Texte à lire:

=-=-=

Nous passions toujours par la même route, en veillant à être bien sages. Il faut dire que la profession de notre père nous aidait beaucoup. Il était chauffeur-livreur, et nous savions qu'il pouvait arriver à tout moment. Ce qui arrivait parfois. Nous entendions un petit coup de klaxon, et nous voyions le camion passer.

Nous avions été bien éduquées : ne pas nous éloigner de notre route, ne suivre aucun inconnu, ne parler à aucun inconnu. Chaque jeudi, nous passions devant une sorte d'entrepôt. Cet endroit nous faisait un peu peur, car derrière la grande ouverture nous apercevions une grande salle, toujours plongée dans le noir.

=-=-=

Informations fournies:
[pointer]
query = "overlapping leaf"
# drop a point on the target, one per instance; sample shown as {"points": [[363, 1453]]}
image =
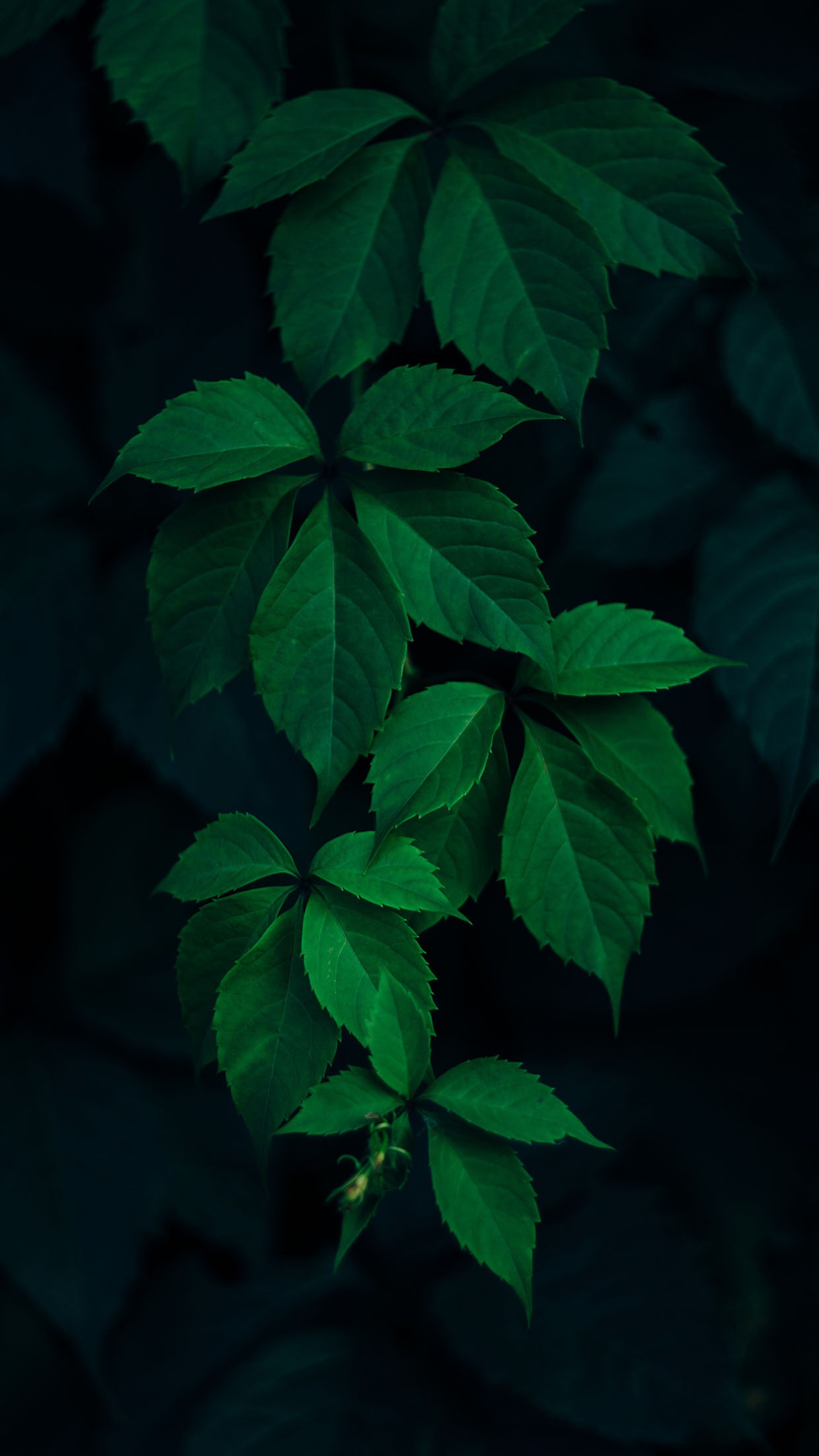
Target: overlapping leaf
{"points": [[486, 1199], [463, 558], [220, 432], [630, 169], [515, 277], [428, 418], [759, 597], [232, 852], [576, 858], [433, 749], [329, 643], [210, 946], [345, 270], [274, 1039], [200, 75], [211, 560], [305, 140]]}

=-=-=

Énoncé 1: Citez mot pour mot le souvenir d'enfance, depuis « Nous passions toujours » jusqu'à « le camion passer. » inclus.
Énoncé 2: Poursuivez le souvenir d'enfance après sa dernière phrase.
Ce matériel provient d'une autre source que le texte.

Réponse finale 1:
Nous passions toujours par la même route, en veillant à être bien sages. Il faut dire que la profession de notre père nous aidait beaucoup. Il était chauffeur-livreur, et nous savions qu'il pouvait arriver à tout moment. Ce qui arrivait parfois. Nous entendions un petit coup de klaxon, et nous voyions le camion passer.

Réponse finale 2:
Et un jour : "Bonjour jeunes filles, ça vous dirait de manger des esquimaux ?". Stupeur. La voix sort de ce trou noir. Instinctivement, nous nous serrons les unes contre les autres. Arrive un homme, très vieux (j'avais 10 ans !), tout sourire... "Des esquimaux, ceux qu'on fabrique ici... Ils sont bons, mais ils sont ratés. Ils sont de traviole, et on ne peut pas les vendre, alors on les jette. Mais je vous assure, ils sont bons ! Si vous attendez un peu, je reviens avec trois esquimaux". Et il disparaît dans son trou noir.

Entre nous trois pas un mot, mais nous restons sur place. Des esquimaux ! Il y a là de quoi faire vaciller toute volonté de suivre les consignes parentales. Issues d'une famille d'ouvriers, nous n'avons jamais manqué de rien, mais de là à manger des esquimaux...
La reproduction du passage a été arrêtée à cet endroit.